> **Short exercise**
Copy every line of the records below without changing a single character.
== Records shown
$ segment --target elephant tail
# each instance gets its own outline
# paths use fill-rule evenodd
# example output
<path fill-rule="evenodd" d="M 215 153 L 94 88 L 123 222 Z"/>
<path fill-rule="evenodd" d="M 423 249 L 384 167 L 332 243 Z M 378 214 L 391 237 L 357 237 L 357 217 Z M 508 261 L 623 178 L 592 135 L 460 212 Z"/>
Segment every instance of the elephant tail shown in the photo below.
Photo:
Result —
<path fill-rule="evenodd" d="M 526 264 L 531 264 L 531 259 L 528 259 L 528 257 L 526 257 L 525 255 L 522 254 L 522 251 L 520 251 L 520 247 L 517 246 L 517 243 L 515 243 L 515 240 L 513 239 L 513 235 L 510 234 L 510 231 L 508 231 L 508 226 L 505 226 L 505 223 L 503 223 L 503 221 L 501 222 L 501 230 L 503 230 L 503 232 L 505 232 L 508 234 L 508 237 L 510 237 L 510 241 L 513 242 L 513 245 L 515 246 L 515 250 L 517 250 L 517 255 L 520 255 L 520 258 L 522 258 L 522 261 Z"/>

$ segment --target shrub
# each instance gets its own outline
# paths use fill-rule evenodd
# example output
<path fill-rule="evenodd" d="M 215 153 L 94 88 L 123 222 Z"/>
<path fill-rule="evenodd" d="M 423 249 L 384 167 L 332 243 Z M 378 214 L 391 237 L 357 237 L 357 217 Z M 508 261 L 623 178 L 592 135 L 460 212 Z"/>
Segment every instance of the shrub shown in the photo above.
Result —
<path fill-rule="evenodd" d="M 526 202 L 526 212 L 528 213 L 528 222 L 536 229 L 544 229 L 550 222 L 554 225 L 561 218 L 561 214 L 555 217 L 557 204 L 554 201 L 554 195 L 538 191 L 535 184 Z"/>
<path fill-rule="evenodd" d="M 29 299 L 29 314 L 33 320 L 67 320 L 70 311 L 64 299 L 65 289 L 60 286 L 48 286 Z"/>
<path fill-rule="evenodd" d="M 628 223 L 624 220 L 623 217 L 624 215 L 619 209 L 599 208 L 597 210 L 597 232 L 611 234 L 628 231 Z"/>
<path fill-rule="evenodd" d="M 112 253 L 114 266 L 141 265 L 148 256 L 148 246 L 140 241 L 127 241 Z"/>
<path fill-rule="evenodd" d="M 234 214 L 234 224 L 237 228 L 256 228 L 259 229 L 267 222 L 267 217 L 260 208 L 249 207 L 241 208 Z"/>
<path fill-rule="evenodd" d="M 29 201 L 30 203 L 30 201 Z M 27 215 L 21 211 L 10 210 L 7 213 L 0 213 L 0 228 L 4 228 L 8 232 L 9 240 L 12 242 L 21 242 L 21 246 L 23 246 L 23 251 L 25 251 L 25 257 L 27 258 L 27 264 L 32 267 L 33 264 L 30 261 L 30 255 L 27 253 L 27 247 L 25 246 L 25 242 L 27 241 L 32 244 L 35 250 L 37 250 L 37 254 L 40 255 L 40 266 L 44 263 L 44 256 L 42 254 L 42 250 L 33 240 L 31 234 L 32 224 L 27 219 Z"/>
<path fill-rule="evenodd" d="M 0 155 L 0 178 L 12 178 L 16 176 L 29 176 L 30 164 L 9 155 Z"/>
====
> **Complete answer**
$ segment --target elephant tail
# each instance gets its own outline
# paths use fill-rule evenodd
# example output
<path fill-rule="evenodd" d="M 215 153 L 94 88 L 123 222 Z"/>
<path fill-rule="evenodd" d="M 423 249 L 384 167 L 332 243 Z M 378 214 L 391 237 L 357 237 L 357 217 Z M 508 261 L 623 178 L 592 135 L 460 212 Z"/>
Segment every instance of the elephant tail shown in the photo below.
Photo:
Result —
<path fill-rule="evenodd" d="M 526 264 L 531 264 L 531 259 L 528 259 L 528 257 L 526 257 L 525 255 L 522 254 L 522 251 L 520 251 L 520 247 L 517 246 L 517 243 L 515 243 L 515 240 L 513 239 L 513 235 L 510 234 L 510 231 L 508 231 L 508 226 L 505 226 L 505 223 L 503 223 L 503 221 L 501 222 L 501 230 L 503 230 L 503 232 L 505 232 L 508 234 L 508 237 L 510 237 L 510 241 L 513 242 L 513 245 L 515 246 L 515 250 L 517 250 L 517 255 L 520 255 L 520 258 L 522 258 L 522 261 Z"/>

$ segment --target shrub
# each instance gets its own outline
# paths use fill-rule evenodd
# example output
<path fill-rule="evenodd" d="M 215 153 L 94 88 L 123 222 Z"/>
<path fill-rule="evenodd" d="M 423 249 L 384 167 L 332 243 Z M 378 214 L 391 237 L 357 237 L 357 217 Z M 508 261 L 623 178 L 592 135 L 460 212 Z"/>
Segment every instance of the shrub shown in the photo above.
Result —
<path fill-rule="evenodd" d="M 526 202 L 526 212 L 528 213 L 528 222 L 536 229 L 544 229 L 550 222 L 554 225 L 561 218 L 561 214 L 555 217 L 557 204 L 554 201 L 554 195 L 538 191 L 535 184 Z"/>
<path fill-rule="evenodd" d="M 29 299 L 29 314 L 33 320 L 67 320 L 70 311 L 64 299 L 65 289 L 60 286 L 48 286 Z"/>
<path fill-rule="evenodd" d="M 628 223 L 624 220 L 623 217 L 624 215 L 619 209 L 599 208 L 597 210 L 597 232 L 611 234 L 628 231 Z"/>
<path fill-rule="evenodd" d="M 112 253 L 114 266 L 141 265 L 148 256 L 148 246 L 140 241 L 127 241 Z"/>
<path fill-rule="evenodd" d="M 234 214 L 234 224 L 237 228 L 256 228 L 259 229 L 267 222 L 267 217 L 260 208 L 249 207 L 241 208 Z"/>
<path fill-rule="evenodd" d="M 29 201 L 30 203 L 30 201 Z M 27 215 L 21 211 L 10 210 L 7 213 L 0 213 L 0 228 L 4 228 L 8 232 L 9 240 L 12 242 L 21 242 L 21 246 L 23 246 L 23 251 L 25 251 L 25 257 L 27 258 L 27 264 L 32 267 L 33 264 L 30 261 L 30 255 L 27 253 L 27 247 L 25 246 L 25 242 L 27 241 L 32 244 L 35 250 L 37 250 L 37 254 L 40 255 L 40 266 L 44 263 L 44 256 L 42 254 L 42 250 L 33 240 L 31 234 L 32 224 L 27 219 Z"/>
<path fill-rule="evenodd" d="M 0 155 L 0 178 L 12 178 L 16 176 L 29 176 L 30 164 L 9 155 Z"/>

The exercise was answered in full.